- YOUR INSTRUCTIONS:
Every line from the line containing "Query: yellowing leaf" through the final line of the data is to be printed exactly; no other line is to appear.

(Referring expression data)
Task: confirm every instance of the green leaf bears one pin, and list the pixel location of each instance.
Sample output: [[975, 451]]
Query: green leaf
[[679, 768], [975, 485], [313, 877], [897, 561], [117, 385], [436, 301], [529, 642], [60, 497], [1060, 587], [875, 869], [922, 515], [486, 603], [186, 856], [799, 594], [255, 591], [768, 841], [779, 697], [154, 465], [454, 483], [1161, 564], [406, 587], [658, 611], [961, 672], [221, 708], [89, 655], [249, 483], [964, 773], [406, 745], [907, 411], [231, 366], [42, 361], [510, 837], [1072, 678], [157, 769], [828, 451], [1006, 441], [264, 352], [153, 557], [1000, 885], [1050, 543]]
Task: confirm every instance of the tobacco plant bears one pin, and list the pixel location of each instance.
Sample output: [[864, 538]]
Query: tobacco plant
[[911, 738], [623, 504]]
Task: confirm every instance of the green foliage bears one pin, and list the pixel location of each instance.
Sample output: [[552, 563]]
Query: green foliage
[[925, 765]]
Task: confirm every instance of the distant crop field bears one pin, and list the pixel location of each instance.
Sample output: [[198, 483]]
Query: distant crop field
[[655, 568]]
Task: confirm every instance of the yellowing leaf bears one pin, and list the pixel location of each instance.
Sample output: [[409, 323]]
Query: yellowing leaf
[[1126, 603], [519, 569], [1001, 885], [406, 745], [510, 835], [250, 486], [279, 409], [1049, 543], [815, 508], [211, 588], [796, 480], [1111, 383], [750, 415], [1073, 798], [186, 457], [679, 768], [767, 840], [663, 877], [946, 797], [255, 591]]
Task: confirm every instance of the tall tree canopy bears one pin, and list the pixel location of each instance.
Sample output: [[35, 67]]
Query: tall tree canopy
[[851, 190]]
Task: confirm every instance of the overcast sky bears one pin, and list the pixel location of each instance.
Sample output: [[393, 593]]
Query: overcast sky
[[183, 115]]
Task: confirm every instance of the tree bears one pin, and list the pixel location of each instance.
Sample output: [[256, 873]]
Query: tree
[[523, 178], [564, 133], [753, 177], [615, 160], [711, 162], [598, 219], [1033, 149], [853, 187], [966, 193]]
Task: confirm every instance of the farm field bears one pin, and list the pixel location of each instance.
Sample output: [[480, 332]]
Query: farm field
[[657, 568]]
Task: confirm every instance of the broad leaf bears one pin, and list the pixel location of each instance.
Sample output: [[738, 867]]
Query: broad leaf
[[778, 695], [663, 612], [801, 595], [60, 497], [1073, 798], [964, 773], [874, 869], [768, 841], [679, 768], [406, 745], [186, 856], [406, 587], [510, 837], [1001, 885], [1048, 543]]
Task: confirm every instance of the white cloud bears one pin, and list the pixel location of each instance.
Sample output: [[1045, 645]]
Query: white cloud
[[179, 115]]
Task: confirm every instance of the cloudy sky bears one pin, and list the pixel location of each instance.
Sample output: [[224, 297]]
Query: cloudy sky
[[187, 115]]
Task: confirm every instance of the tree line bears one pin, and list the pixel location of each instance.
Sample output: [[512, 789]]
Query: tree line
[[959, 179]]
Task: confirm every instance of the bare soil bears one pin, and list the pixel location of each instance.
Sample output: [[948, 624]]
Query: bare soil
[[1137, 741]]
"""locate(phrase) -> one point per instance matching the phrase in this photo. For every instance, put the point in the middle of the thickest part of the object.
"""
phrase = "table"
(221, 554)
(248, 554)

- REPLY TO THE TASK:
Query: yellowing leaf
[[1126, 603], [519, 569], [1001, 885], [406, 745], [510, 835], [250, 486], [279, 409], [1049, 543], [815, 508], [211, 588], [796, 480], [1111, 383], [750, 415], [1073, 798], [186, 457], [679, 768], [767, 840], [663, 877], [946, 797], [255, 591]]
Task: confirm every instance of the tall tree canopy bears one pin, and list the pixel location of each instance.
Sample output: [[35, 67]]
Query: tall tree canopy
[[851, 190]]
Task: confirm every instance of the overcast sky bears one pin, and list the pixel location of each instance.
Sample output: [[393, 593]]
Query: overcast sky
[[183, 115]]
Task: confirm every instance of the tree bears one pin, and list the pixel location of each instance.
Sample output: [[256, 873]]
Query: tree
[[523, 178], [564, 133], [753, 177], [615, 160], [711, 162], [598, 219], [1033, 149], [853, 187], [966, 193]]
Task: confirm every instance of the farm field bears one pin, and list the pixel location of each instance.
Sample output: [[480, 332]]
Query: farm field
[[657, 568]]
Task: confirm every instance of the broad leaf bears one pin, and list the pixel location of each instance.
Sample output: [[738, 867]]
Query: broad leaf
[[778, 695], [663, 612], [801, 595], [60, 497], [1073, 798], [964, 773], [874, 869], [768, 841], [679, 768], [406, 745], [186, 856], [406, 587], [510, 837], [1001, 885], [1048, 543]]
Task: confirm every instance of the white cloud bears one pin, and list the pixel location of each instance.
Sample output: [[1045, 645]]
Query: white cloud
[[179, 115]]
Task: confirm every instance of the cloudy sky bears one pin, and list the pixel location of each instance.
Sample output: [[224, 297]]
Query: cloudy sky
[[187, 115]]
Task: confirm every instance of the tree line bears one pin, and list the pixel location of each instance.
Sample output: [[512, 789]]
Query: tree line
[[959, 179]]
Task: confirm every instance of the bare soil bears one pin, and list the pixel location of each instance.
Sample output: [[948, 624]]
Query: bare soil
[[1137, 741]]
"""locate(phrase) -> one point per instance matching the phrase in this photo. For every instance, put the point in the middle of the thickest part of the object.
"""
phrase = "table"
(221, 554)
(248, 554)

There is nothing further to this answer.